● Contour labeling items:

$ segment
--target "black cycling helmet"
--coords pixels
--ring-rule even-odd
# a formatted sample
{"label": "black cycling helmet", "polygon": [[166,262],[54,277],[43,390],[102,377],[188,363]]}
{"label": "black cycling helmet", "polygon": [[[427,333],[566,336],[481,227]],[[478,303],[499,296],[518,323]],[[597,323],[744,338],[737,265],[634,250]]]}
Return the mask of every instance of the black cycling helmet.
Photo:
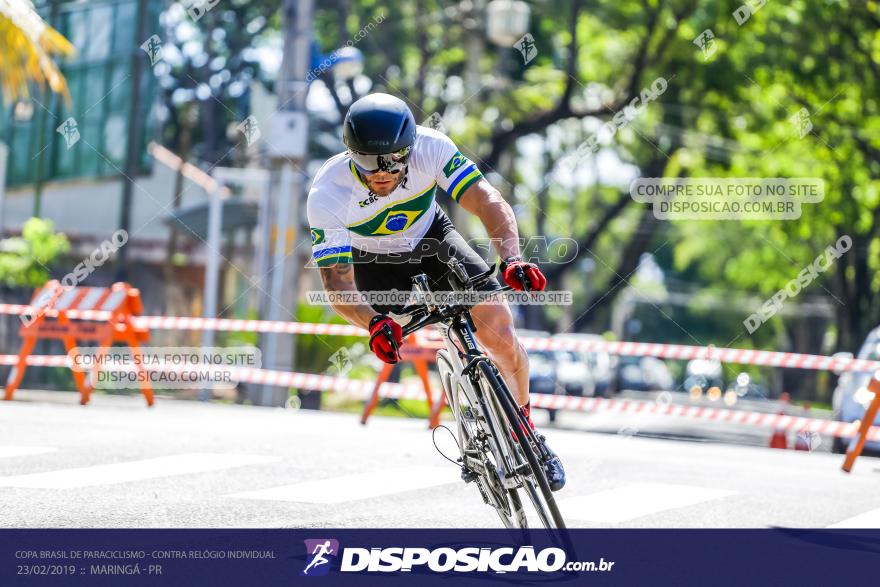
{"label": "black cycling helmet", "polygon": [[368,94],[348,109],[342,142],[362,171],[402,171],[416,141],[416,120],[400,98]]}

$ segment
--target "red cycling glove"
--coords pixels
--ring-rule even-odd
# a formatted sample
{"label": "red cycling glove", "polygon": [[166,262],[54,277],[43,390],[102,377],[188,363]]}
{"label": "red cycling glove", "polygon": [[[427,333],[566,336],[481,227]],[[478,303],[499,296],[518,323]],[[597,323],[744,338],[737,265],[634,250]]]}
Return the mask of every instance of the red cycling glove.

● TASK BRIEF:
Extract the entries in full, exactly as they are, minus the pictures.

● OUTPUT FOR THIS TASK:
$ segment
--target "black cycling helmet"
--coords pixels
--ring-rule even-odd
# a formatted sample
{"label": "black cycling helmet", "polygon": [[166,262],[54,277],[43,390],[102,377],[188,363]]}
{"label": "black cycling helmet", "polygon": [[[427,333],[566,336],[481,227]],[[478,303],[499,296],[518,323]],[[597,323],[744,338],[737,265],[634,250]]]}
Return the mask of every instance of the black cycling helmet.
Photo:
{"label": "black cycling helmet", "polygon": [[368,94],[348,109],[342,142],[362,171],[402,171],[416,141],[416,120],[400,98]]}

$ segment
--target "red cycling glove"
--coords pixels
--ring-rule even-odd
# a formatted sample
{"label": "red cycling glove", "polygon": [[166,262],[54,277],[43,390],[102,377],[188,363]]}
{"label": "red cycling glove", "polygon": [[[427,333],[566,336],[481,227]],[[478,303],[499,296],[518,323]],[[597,323],[744,338],[737,265],[634,250]]]}
Return the mask of every instance of the red cycling glove.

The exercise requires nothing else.